● **What to do**: The entries below should be output exactly as written.

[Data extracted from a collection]

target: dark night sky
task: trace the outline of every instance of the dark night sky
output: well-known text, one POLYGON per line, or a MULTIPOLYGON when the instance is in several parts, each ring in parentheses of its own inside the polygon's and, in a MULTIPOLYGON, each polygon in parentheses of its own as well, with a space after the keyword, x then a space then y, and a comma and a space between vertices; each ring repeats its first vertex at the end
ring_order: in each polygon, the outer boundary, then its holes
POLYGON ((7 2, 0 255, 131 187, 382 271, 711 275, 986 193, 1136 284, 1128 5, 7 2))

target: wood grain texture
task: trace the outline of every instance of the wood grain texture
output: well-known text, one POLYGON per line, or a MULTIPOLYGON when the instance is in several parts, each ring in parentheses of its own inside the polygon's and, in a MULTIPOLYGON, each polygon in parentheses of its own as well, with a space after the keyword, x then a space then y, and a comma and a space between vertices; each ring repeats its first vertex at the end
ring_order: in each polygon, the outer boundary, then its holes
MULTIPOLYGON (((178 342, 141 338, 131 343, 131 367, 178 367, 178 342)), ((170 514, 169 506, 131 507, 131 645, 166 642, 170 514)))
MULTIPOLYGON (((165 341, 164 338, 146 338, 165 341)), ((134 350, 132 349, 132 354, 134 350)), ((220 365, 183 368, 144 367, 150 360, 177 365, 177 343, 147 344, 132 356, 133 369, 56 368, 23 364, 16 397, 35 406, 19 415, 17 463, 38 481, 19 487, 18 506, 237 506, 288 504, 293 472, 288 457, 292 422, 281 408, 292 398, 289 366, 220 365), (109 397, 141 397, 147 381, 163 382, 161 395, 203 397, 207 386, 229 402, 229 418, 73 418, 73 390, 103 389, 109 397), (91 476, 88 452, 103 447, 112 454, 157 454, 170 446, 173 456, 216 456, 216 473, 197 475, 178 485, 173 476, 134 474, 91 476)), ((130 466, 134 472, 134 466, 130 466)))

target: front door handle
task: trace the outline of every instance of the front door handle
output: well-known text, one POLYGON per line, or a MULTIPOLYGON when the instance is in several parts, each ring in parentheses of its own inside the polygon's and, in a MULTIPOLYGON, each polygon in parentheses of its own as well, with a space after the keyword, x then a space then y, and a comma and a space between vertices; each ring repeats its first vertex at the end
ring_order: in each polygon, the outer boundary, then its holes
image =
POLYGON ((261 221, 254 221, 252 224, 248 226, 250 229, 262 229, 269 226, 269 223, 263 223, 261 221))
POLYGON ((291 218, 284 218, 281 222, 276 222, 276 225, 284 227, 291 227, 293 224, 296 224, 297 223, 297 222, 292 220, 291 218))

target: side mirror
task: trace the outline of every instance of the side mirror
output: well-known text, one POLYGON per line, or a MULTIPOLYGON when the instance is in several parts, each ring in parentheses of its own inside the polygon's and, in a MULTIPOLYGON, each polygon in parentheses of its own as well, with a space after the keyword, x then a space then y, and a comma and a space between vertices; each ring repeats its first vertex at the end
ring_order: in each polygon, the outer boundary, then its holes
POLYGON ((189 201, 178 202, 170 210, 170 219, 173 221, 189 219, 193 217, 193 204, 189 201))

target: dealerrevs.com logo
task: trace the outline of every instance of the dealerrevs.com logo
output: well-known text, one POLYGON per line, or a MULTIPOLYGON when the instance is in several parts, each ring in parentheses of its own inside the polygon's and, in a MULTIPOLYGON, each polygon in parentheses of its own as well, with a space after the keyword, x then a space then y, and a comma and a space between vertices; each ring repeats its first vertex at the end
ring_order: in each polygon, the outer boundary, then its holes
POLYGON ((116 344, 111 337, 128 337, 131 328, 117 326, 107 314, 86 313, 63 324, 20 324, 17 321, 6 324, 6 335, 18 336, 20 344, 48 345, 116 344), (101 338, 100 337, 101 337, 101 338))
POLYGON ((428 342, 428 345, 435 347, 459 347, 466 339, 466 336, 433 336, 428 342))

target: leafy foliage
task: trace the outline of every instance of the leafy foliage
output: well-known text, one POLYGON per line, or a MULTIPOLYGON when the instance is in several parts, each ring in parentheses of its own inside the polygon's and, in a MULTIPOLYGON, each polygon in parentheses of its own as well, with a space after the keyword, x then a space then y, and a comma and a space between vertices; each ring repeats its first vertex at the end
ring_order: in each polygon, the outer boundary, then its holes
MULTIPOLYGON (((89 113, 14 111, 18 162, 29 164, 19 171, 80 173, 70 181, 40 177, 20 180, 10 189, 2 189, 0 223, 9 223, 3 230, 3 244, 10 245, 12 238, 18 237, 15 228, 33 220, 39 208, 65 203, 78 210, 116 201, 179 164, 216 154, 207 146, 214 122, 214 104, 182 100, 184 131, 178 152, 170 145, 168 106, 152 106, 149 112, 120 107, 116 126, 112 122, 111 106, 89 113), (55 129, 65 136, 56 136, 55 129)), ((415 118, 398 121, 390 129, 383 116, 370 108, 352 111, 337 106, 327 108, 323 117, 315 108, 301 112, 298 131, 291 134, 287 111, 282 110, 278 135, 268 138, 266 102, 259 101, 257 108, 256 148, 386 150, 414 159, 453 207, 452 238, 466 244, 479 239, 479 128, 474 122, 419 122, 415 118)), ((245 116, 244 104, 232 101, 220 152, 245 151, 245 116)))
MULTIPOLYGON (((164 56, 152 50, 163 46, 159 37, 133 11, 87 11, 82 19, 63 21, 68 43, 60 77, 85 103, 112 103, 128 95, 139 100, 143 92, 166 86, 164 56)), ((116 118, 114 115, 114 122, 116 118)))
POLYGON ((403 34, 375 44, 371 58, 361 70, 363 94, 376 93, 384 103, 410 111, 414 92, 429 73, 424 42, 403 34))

● **Correct result**:
target: dark night sky
task: trace the outline of every instance of the dark night sky
output: well-known text, one POLYGON per line, or a MULTIPOLYGON when the instance is in several parts, each ring in parentheses of its own inside the polygon's and, in a MULTIPOLYGON, each polygon in parentheses of its own as well, with a space after the keyword, x then a space then y, and a comma and a space between vertices; each ring repeats its first vertex at the end
ring_order: in each polygon, the outer boundary, then its holes
POLYGON ((7 2, 0 255, 131 187, 382 271, 711 275, 986 193, 1136 284, 1128 5, 7 2))

target: wood grain texture
task: trace the outline of every instance of the wood grain texture
output: well-known text, one POLYGON per line, or a MULTIPOLYGON when the instance is in several parts, each ring in parentheses of its own inside the polygon's and, in a MULTIPOLYGON, each polygon in parentheses of its own as well, with a space after the keyword, x then a space then y, and a comma and a space between vertices; each ring repeats its first vertex at the end
ring_order: in each polygon, the outer boundary, then its holes
MULTIPOLYGON (((178 342, 141 338, 131 343, 131 367, 178 367, 178 342)), ((170 514, 169 506, 131 507, 131 645, 166 642, 170 514)))
MULTIPOLYGON (((165 341, 164 338, 146 338, 165 341)), ((134 350, 132 349, 132 354, 134 350)), ((220 365, 183 368, 144 367, 150 360, 177 365, 177 343, 147 344, 132 356, 133 369, 56 368, 23 364, 16 397, 35 406, 19 415, 17 463, 38 481, 19 487, 18 506, 237 506, 288 504, 293 472, 288 457, 292 422, 281 408, 292 398, 289 366, 220 365), (109 397, 141 397, 147 381, 163 382, 161 395, 203 397, 207 386, 229 402, 229 418, 73 418, 73 390, 103 389, 109 397), (91 476, 88 452, 103 447, 112 454, 157 454, 170 446, 173 456, 216 456, 216 473, 197 475, 178 485, 173 476, 134 474, 91 476)), ((130 466, 134 472, 134 466, 130 466)))

target: front door handle
task: trace the outline of every instance of the front door handle
output: well-known text, one POLYGON per line, or a MULTIPOLYGON when the instance is in several parts, each ring in parentheses of its own inside the polygon's and, in a MULTIPOLYGON, each polygon in parentheses of its own as well, with a space after the keyword, x then a space then y, and a comma and a space between vertices; each ring repeats its first vertex at the end
ring_order: in each polygon, the outer boundary, then its holes
image =
POLYGON ((261 221, 254 221, 252 224, 248 226, 250 229, 262 229, 269 226, 269 223, 263 223, 261 221))
POLYGON ((291 218, 284 218, 281 222, 276 222, 276 225, 284 227, 291 227, 293 224, 296 224, 297 223, 297 222, 292 220, 291 218))

target: side mirror
task: trace the outline of every instance of the side mirror
output: well-known text, one POLYGON per line, or a MULTIPOLYGON when the instance is in several parts, each ring in parentheses of its own inside the polygon's and, in a MULTIPOLYGON, each polygon in parentheses of its own as well, with a space after the keyword, x then a space then y, and a comma and a space between vertices; each ring repeats its first vertex at the end
ring_order: in each polygon, the outer boundary, then its holes
POLYGON ((189 201, 178 202, 170 210, 170 219, 173 221, 189 219, 193 217, 193 204, 189 201))

target: dealerrevs.com logo
task: trace the outline of every instance of the dealerrevs.com logo
output: well-known text, one POLYGON per line, or a MULTIPOLYGON when the instance is in several parts, each ring in parentheses of its own inside the polygon's and, in a MULTIPOLYGON, each polygon in parentheses of its own as well, with a space after the keyword, x then a space then y, and a comma and a space between vertices; each ring repeats its first vertex at the end
ring_order: in each polygon, the outer boundary, then its holes
POLYGON ((116 344, 111 337, 128 337, 131 328, 117 326, 107 314, 86 313, 63 324, 20 324, 17 321, 6 324, 6 335, 18 336, 20 344, 48 345, 116 344), (101 338, 100 337, 101 337, 101 338))
POLYGON ((428 342, 428 345, 435 347, 459 347, 466 339, 466 336, 433 336, 428 342))

target: leafy foliage
task: trace the outline of every instance of the leafy foliage
output: well-known text, one POLYGON per line, or a MULTIPOLYGON when the instance is in several parts, each ring in parentheses of its own inside the polygon's and, in a MULTIPOLYGON, each polygon in parentheses of its own as well, with a space after the keyword, x then a space then y, and a comma and a space between vertices; each ring repeats its first vertex at the end
ring_order: in each polygon, the outer boundary, then its holes
MULTIPOLYGON (((89 113, 14 111, 18 162, 29 164, 19 171, 80 173, 70 181, 40 177, 20 180, 10 189, 2 189, 0 223, 9 223, 3 230, 3 244, 10 245, 12 238, 18 237, 15 228, 33 220, 39 208, 65 203, 78 210, 116 201, 179 164, 216 154, 207 146, 214 122, 214 104, 182 100, 184 131, 178 152, 170 145, 168 106, 152 106, 149 112, 120 107, 116 126, 112 122, 111 106, 89 113), (55 129, 65 136, 56 136, 55 129)), ((415 118, 398 121, 390 129, 383 116, 370 108, 352 111, 337 106, 327 108, 323 117, 315 108, 301 112, 298 131, 291 134, 287 111, 282 110, 278 135, 268 138, 266 102, 259 101, 257 108, 256 148, 386 150, 414 159, 453 207, 452 238, 466 244, 479 239, 479 128, 474 122, 419 122, 415 118)), ((245 116, 244 104, 232 101, 220 152, 245 151, 245 116)))
MULTIPOLYGON (((164 56, 152 50, 163 46, 159 37, 133 11, 87 11, 82 19, 63 21, 68 43, 60 77, 85 103, 112 103, 128 95, 139 100, 143 92, 166 86, 164 56)), ((116 118, 114 115, 114 122, 116 118)))
POLYGON ((403 34, 375 44, 371 58, 361 70, 363 94, 376 93, 384 103, 410 111, 414 92, 429 73, 424 42, 403 34))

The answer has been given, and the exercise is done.